Records for this exercise Block Start

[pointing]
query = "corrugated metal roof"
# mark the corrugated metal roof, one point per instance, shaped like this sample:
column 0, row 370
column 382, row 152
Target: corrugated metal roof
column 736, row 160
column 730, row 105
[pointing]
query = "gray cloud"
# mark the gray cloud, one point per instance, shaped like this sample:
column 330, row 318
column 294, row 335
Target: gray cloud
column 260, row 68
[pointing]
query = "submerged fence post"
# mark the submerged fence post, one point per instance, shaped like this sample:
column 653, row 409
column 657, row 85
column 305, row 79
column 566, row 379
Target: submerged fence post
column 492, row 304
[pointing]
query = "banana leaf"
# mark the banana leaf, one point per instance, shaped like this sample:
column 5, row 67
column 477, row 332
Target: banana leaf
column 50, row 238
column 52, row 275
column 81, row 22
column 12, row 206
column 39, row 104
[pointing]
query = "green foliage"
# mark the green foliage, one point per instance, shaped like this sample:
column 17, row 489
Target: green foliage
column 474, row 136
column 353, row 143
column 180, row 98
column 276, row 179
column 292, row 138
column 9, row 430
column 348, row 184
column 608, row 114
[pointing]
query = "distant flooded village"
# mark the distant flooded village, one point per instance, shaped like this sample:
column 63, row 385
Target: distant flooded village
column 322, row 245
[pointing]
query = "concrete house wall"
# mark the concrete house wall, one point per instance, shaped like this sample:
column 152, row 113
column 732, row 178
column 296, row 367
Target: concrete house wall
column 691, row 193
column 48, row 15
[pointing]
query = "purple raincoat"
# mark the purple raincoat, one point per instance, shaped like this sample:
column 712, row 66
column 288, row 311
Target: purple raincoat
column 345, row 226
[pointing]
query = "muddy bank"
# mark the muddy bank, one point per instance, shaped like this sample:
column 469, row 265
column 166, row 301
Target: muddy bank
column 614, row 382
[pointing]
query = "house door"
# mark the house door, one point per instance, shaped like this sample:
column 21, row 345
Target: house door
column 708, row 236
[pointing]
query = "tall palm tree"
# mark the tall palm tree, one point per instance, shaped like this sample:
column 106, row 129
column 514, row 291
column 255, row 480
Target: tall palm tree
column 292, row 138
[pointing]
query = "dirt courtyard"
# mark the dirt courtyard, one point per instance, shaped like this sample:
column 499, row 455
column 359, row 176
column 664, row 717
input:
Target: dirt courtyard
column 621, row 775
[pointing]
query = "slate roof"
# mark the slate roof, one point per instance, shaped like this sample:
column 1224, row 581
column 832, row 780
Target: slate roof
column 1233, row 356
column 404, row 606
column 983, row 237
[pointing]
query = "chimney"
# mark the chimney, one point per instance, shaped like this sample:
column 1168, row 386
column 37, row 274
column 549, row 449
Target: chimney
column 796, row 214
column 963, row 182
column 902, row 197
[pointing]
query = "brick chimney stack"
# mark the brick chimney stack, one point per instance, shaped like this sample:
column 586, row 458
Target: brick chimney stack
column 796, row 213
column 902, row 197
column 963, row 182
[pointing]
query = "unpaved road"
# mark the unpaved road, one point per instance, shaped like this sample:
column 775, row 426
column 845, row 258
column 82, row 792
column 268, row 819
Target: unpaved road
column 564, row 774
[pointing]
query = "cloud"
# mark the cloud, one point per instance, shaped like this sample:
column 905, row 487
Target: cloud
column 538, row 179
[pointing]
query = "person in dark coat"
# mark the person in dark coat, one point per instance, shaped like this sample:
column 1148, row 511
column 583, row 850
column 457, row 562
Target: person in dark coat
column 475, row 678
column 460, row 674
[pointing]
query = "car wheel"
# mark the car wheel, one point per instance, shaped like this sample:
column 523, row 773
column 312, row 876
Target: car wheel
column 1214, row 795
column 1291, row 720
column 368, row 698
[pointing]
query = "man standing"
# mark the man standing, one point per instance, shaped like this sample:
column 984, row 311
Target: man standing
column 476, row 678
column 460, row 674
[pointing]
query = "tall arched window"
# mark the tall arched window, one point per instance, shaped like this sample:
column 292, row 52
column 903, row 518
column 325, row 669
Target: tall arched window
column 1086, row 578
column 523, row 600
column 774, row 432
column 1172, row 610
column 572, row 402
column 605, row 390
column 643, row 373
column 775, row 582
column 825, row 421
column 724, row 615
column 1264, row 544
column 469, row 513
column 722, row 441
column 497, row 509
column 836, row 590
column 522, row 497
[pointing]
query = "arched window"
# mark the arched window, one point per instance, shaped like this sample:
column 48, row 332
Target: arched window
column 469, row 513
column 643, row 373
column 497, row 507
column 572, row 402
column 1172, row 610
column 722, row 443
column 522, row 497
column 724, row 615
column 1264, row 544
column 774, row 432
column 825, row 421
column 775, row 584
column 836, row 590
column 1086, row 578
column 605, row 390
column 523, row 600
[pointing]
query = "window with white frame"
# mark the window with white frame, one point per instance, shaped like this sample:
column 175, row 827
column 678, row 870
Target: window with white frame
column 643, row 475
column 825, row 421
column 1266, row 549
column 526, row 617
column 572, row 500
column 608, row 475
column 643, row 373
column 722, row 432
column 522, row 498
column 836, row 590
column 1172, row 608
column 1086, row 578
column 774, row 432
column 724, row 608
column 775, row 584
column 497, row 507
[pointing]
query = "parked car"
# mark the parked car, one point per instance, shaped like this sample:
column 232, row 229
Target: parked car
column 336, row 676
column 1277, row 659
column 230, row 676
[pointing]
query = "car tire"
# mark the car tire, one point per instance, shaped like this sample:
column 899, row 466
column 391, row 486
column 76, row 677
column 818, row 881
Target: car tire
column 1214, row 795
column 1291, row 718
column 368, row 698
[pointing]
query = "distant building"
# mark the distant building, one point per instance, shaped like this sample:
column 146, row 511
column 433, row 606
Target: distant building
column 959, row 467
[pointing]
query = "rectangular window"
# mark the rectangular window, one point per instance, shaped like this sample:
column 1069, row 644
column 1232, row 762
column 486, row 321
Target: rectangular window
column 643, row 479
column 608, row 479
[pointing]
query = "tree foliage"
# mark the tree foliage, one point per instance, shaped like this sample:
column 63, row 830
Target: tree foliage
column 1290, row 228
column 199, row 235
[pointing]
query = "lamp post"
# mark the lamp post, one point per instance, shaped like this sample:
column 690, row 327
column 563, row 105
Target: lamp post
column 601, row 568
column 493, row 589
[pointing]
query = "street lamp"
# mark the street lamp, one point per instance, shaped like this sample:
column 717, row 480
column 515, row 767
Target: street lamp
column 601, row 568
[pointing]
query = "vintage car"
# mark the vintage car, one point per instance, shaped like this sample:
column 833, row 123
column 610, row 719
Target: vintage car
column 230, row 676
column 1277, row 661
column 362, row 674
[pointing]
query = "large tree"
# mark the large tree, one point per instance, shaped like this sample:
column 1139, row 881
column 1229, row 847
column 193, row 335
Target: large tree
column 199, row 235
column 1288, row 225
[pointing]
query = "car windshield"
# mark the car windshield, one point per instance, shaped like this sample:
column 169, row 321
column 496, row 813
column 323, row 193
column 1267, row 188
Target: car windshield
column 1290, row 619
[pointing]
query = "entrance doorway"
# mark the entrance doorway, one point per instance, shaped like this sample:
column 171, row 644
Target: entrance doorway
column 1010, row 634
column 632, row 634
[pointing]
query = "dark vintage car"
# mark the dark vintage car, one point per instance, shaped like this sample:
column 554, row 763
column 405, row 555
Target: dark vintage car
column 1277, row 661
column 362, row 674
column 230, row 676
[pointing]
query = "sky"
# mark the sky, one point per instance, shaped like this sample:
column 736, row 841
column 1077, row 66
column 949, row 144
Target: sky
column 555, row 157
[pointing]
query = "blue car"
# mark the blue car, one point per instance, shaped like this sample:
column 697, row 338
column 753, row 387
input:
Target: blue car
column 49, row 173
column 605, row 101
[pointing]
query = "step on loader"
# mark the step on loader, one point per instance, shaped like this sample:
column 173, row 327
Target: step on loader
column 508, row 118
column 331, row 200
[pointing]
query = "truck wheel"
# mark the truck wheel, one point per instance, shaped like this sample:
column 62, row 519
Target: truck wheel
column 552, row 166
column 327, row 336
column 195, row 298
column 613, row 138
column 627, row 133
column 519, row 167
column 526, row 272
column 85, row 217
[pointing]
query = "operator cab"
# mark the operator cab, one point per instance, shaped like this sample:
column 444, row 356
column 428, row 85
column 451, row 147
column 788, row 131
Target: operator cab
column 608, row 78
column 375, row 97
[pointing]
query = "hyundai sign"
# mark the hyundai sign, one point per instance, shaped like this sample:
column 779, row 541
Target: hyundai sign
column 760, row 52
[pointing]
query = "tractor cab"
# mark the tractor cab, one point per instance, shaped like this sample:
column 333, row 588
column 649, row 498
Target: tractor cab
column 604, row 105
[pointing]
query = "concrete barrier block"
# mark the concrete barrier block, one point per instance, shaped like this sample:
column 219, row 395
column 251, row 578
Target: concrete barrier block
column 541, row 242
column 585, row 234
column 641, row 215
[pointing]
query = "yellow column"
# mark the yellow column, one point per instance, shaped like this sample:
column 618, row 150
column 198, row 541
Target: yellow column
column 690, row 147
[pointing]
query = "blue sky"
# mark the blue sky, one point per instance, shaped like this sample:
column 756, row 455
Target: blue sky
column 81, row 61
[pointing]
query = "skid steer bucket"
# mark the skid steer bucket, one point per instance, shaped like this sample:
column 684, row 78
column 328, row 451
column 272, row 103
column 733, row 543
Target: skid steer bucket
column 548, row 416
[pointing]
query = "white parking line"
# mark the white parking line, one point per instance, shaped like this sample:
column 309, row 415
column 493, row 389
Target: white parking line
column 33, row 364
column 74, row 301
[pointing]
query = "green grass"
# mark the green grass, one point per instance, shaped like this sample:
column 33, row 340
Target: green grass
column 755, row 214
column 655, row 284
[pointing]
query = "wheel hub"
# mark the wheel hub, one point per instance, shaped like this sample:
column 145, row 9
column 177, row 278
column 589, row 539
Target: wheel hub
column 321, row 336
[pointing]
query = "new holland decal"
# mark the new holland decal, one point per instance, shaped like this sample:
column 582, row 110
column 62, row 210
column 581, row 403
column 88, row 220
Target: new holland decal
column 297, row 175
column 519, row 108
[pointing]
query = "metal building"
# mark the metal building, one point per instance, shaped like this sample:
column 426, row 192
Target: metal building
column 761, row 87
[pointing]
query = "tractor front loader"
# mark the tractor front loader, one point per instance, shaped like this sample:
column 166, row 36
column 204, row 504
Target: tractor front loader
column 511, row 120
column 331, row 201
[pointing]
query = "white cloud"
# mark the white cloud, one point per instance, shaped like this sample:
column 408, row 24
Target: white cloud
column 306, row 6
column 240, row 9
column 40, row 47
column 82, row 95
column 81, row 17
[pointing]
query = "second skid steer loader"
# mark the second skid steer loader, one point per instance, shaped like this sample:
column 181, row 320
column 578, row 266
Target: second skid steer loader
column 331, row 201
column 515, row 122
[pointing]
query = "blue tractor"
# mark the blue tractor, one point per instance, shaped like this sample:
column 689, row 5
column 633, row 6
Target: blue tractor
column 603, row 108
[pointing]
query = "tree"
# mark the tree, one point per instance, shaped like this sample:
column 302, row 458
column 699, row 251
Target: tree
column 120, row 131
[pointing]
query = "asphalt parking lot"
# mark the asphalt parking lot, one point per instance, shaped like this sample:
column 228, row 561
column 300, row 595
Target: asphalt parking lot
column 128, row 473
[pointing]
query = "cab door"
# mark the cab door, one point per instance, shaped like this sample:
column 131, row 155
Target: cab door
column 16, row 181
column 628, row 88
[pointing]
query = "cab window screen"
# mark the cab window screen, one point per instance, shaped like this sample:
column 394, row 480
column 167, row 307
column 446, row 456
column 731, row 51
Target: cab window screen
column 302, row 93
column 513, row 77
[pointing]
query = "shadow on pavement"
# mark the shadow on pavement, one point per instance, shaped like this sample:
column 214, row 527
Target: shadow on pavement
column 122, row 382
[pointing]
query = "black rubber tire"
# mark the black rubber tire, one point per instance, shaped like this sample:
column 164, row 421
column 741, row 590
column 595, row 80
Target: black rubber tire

Records for this exercise Block End

= Assignment =
Could you set down, exactly as written, the lines above between the one holding "# mark the gray" and the one holding "column 255, row 480", inclusive, and nothing more?

= Task output =
# mark the gray cloud, one point per instance, shaped like this sample:
column 330, row 318
column 294, row 335
Target: gray cloud
column 260, row 68
[pointing]
query = "submerged fence post"
# mark the submerged fence post, one point per instance, shaped like this sample:
column 653, row 409
column 657, row 85
column 305, row 79
column 566, row 379
Target: submerged fence post
column 492, row 304
[pointing]
query = "banana leaf"
# mark the banana leaf, one point per instance, shaped like this sample:
column 5, row 67
column 477, row 332
Target: banana leaf
column 50, row 238
column 52, row 275
column 81, row 22
column 12, row 206
column 39, row 104
[pointing]
query = "green foliage"
# mark the green foliage, one point per instance, shaped like this sample:
column 17, row 489
Target: green foliage
column 474, row 136
column 353, row 143
column 180, row 98
column 276, row 179
column 292, row 138
column 9, row 430
column 348, row 184
column 608, row 114
[pointing]
query = "distant flooded village"
# mark the distant flooded village, one point per instance, shaped like this sample:
column 63, row 385
Target: distant flooded village
column 322, row 245
[pointing]
query = "concrete house wall"
# mark the concrete house wall, one point per instance, shaped like this sample:
column 152, row 113
column 732, row 178
column 296, row 367
Target: concrete house wall
column 691, row 193
column 48, row 15
[pointing]
query = "purple raincoat"
# mark the purple raincoat, one point per instance, shaped like this sample:
column 712, row 66
column 288, row 311
Target: purple raincoat
column 345, row 226
[pointing]
query = "muddy bank"
# mark the muddy bank, one point per instance, shaped like this sample:
column 469, row 265
column 166, row 301
Target: muddy bank
column 614, row 382
[pointing]
query = "house door"
# mark the house door, one point per instance, shaped like this sample:
column 21, row 345
Target: house door
column 708, row 236
[pointing]
query = "tall palm tree"
# mark the tall palm tree, one point per instance, shaped like this sample:
column 106, row 129
column 514, row 291
column 255, row 480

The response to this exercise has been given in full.